— BEGIN GIVEN RECORDS —
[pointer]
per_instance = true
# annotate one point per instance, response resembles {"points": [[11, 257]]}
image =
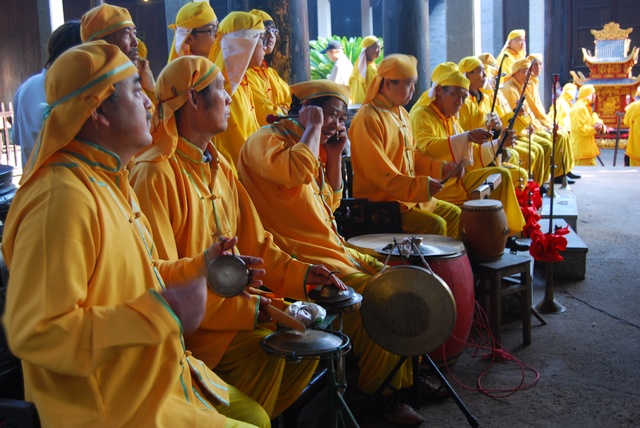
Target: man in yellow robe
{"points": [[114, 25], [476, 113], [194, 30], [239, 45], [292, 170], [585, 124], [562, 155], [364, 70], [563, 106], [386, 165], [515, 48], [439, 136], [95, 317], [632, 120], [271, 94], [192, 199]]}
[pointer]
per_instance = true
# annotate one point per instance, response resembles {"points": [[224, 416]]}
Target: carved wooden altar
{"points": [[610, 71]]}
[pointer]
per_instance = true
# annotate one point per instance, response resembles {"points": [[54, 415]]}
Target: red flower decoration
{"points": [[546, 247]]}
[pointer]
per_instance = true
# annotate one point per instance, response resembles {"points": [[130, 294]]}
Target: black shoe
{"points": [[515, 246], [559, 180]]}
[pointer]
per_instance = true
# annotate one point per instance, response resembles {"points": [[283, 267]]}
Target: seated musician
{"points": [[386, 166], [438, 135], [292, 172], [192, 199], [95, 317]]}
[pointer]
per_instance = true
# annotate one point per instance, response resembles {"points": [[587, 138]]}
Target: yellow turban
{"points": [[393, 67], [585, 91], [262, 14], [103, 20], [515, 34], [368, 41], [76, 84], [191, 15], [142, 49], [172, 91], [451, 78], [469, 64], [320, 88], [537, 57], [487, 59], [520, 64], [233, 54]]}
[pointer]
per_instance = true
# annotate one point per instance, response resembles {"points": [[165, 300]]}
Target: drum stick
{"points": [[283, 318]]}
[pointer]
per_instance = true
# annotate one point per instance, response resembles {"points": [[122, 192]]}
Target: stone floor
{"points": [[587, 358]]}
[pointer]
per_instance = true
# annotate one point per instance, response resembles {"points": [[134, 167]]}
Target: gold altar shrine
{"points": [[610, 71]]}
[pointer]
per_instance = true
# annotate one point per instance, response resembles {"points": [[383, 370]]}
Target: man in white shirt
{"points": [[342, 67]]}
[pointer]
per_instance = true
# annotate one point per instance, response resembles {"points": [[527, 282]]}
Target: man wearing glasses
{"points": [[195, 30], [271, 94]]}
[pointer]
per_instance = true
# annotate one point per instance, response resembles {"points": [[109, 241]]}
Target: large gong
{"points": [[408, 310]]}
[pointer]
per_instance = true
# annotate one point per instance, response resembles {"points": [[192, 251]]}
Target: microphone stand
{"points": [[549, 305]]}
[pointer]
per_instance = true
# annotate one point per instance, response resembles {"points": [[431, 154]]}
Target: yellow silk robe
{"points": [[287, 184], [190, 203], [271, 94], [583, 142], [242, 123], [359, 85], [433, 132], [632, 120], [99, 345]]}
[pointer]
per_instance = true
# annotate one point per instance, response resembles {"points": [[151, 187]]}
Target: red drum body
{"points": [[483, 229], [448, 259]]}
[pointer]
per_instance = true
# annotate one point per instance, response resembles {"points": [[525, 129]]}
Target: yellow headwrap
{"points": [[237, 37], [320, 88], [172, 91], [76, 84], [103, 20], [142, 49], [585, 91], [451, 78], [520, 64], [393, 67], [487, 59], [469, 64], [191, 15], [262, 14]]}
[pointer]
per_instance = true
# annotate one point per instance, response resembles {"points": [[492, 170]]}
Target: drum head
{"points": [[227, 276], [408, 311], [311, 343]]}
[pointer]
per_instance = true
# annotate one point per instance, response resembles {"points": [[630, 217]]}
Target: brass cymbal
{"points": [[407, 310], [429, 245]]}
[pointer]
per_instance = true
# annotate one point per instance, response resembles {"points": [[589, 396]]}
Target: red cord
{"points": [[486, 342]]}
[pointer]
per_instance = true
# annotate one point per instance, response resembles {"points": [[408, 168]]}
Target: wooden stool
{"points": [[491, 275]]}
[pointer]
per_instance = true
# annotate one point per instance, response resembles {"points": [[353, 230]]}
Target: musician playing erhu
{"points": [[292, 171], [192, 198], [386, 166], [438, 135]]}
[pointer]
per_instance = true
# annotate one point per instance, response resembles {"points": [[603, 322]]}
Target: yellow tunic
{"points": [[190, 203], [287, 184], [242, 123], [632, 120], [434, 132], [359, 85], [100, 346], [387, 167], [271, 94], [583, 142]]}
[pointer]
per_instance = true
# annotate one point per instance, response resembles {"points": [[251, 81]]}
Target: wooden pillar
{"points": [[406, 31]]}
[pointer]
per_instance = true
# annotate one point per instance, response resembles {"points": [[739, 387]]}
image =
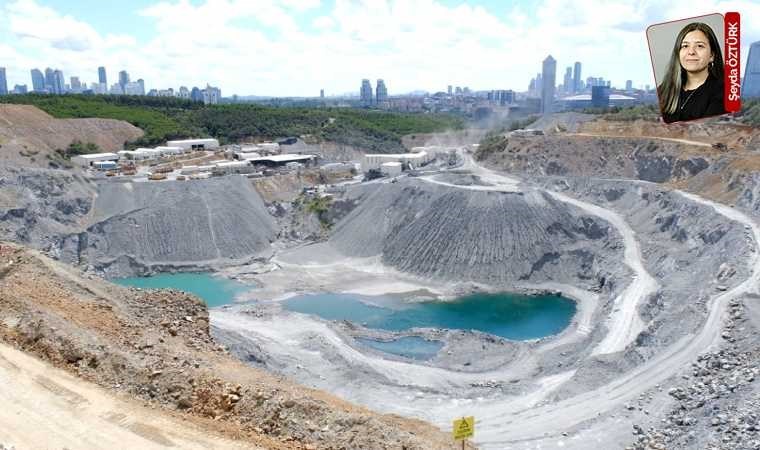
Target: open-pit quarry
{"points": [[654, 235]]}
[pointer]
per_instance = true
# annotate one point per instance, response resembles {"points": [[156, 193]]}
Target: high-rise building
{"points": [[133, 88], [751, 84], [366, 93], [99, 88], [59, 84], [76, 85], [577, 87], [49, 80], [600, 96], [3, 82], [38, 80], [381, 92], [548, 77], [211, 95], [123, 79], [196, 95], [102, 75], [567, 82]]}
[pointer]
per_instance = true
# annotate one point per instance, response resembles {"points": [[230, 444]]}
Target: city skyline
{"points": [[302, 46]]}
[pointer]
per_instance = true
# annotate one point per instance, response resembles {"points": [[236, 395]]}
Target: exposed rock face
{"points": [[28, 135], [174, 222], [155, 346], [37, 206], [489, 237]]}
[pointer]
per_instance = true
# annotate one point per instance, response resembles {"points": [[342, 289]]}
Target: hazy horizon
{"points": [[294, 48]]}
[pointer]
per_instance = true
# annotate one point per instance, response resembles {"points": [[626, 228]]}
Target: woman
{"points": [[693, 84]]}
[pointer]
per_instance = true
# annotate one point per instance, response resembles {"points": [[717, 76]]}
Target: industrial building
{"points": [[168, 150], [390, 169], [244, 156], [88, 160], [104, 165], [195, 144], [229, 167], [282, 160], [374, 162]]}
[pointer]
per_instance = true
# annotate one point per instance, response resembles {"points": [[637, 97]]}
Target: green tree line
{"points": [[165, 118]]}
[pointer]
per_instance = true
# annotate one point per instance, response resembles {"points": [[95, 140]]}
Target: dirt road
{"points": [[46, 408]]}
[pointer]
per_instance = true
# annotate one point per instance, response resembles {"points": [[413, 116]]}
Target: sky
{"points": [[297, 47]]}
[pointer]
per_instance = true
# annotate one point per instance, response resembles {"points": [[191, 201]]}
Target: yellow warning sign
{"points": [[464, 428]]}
— END GIVEN RECORDS —
— BEGIN GIVEN RECORDS —
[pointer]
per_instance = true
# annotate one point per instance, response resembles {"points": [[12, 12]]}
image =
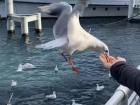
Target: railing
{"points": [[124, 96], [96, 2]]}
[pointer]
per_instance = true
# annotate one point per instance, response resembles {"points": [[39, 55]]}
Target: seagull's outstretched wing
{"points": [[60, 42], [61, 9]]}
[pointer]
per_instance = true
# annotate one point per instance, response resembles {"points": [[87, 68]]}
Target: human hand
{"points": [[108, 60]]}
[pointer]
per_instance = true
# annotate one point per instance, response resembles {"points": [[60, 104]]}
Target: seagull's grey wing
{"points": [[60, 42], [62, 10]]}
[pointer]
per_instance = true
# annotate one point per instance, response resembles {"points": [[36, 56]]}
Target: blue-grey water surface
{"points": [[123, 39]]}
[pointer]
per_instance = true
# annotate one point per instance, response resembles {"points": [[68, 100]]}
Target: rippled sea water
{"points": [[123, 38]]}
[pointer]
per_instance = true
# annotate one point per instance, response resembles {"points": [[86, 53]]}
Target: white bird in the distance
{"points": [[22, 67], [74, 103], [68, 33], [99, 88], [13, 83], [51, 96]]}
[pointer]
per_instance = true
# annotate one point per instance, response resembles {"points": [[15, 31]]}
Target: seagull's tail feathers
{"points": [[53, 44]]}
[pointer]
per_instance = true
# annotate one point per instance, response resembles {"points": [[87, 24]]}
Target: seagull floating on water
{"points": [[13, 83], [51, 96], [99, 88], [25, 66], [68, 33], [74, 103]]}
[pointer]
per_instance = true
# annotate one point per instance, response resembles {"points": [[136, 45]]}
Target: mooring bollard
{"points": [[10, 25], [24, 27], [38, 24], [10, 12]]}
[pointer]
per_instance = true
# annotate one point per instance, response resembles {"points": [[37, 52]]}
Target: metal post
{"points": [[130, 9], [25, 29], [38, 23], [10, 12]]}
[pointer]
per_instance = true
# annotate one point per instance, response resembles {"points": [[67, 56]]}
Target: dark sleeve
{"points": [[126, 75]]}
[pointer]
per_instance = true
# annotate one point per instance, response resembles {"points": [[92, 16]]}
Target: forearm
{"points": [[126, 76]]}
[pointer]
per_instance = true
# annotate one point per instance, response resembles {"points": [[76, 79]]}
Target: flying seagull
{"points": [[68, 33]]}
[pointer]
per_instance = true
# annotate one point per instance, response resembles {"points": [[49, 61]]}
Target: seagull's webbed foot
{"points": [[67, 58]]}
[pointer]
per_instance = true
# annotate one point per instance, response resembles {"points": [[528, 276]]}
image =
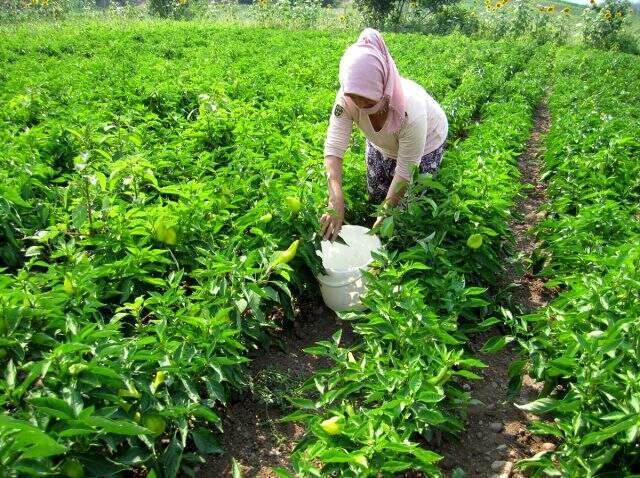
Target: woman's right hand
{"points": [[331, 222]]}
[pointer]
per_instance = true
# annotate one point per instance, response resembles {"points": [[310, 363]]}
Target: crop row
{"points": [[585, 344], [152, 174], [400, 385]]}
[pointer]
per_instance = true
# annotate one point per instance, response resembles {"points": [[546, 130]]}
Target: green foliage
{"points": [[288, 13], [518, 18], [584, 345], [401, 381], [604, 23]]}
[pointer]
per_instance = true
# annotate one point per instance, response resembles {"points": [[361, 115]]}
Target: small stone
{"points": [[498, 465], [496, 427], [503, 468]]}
— END GIVEN RECORDS —
— BEGIN GIVEN RECORDS —
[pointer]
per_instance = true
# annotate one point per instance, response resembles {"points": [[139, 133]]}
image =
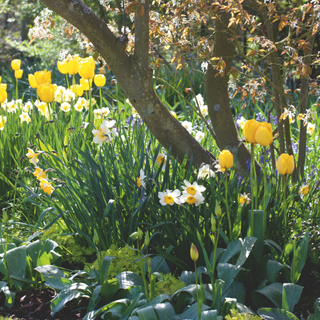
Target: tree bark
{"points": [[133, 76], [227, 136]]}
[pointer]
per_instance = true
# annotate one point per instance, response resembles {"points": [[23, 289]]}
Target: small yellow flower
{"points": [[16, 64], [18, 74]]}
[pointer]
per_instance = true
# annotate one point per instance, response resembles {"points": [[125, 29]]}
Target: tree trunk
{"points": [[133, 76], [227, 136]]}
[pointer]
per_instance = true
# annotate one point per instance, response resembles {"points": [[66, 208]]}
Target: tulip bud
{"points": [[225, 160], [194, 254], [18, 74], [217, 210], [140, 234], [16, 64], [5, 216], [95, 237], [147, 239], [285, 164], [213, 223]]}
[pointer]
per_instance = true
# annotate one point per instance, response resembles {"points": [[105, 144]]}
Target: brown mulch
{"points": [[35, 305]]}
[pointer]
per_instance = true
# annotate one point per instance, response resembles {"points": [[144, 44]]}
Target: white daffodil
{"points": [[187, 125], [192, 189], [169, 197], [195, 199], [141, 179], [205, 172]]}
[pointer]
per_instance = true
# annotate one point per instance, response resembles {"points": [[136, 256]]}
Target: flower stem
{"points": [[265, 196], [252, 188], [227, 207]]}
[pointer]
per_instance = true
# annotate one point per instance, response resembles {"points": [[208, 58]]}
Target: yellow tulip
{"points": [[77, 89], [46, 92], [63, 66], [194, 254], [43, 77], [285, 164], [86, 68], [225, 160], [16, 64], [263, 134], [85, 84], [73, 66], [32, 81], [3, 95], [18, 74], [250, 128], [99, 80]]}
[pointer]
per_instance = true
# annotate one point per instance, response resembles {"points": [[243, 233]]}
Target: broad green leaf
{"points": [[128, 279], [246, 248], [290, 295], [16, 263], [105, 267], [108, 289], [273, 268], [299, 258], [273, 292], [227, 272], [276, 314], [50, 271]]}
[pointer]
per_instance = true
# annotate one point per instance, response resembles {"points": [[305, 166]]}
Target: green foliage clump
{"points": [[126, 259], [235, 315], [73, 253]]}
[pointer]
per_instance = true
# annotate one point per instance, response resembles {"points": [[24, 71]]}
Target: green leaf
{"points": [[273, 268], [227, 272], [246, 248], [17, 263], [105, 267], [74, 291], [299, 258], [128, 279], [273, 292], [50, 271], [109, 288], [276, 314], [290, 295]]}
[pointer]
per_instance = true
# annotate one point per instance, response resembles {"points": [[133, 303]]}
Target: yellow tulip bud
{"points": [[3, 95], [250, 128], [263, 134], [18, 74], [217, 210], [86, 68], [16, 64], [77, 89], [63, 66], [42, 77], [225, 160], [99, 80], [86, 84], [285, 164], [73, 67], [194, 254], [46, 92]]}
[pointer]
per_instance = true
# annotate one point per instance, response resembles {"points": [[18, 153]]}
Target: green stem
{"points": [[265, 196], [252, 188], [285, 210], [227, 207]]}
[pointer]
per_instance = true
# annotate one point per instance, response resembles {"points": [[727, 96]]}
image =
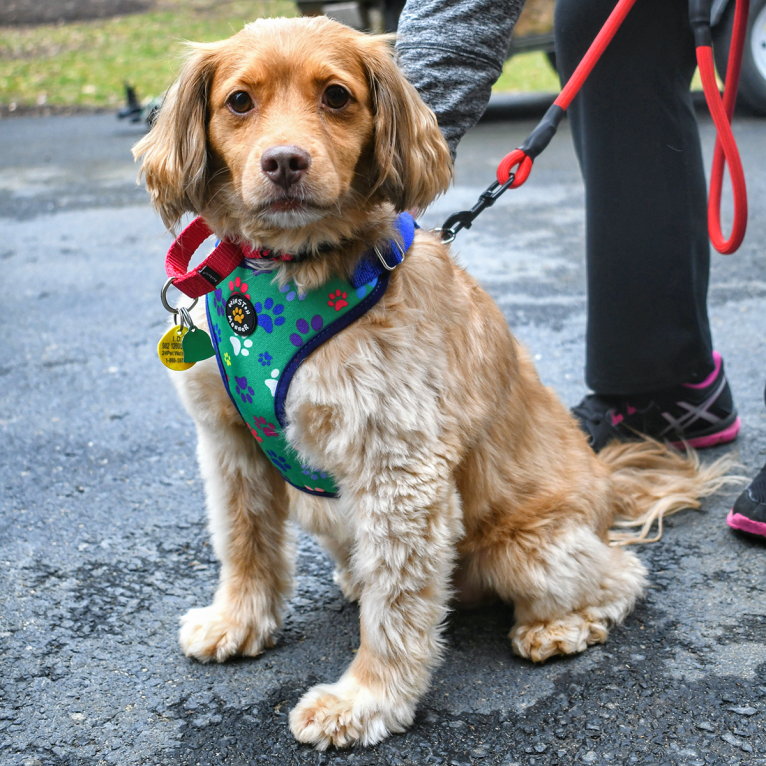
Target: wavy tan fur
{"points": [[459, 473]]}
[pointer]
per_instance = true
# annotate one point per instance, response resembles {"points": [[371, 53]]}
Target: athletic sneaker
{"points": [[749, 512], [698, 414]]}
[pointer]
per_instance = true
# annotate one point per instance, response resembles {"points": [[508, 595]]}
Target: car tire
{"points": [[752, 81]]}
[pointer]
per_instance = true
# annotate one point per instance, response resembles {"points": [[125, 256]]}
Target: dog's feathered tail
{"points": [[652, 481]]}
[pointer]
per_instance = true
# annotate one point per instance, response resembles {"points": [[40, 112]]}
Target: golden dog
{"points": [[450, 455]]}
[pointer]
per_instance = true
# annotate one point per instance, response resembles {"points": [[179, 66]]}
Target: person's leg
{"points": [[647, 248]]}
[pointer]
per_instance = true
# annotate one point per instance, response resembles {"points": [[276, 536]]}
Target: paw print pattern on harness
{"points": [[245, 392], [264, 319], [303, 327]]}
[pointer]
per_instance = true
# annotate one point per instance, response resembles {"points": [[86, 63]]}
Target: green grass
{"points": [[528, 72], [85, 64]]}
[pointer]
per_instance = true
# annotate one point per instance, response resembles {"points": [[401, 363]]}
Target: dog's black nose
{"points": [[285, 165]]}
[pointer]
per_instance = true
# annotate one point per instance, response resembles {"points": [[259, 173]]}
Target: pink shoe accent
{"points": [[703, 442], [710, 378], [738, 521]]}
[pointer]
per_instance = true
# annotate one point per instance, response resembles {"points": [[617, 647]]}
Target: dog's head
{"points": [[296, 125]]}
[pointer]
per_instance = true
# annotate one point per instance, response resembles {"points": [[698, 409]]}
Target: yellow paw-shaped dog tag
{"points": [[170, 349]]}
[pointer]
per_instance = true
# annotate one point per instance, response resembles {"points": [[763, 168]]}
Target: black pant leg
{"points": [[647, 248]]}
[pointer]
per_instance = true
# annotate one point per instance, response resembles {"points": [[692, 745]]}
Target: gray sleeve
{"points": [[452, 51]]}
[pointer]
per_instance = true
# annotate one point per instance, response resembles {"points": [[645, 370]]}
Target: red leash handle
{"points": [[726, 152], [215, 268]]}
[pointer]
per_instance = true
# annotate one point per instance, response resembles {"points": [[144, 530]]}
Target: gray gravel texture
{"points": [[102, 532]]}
— END GIVEN RECORDS —
EXERCISE REQUIREMENTS:
Please pick out every line in the listing above that contains the word "musician". Treat uppercase and lowercase letters as different.

EXERCISE ANSWER:
Target: seated musician
Target: musician playing erhu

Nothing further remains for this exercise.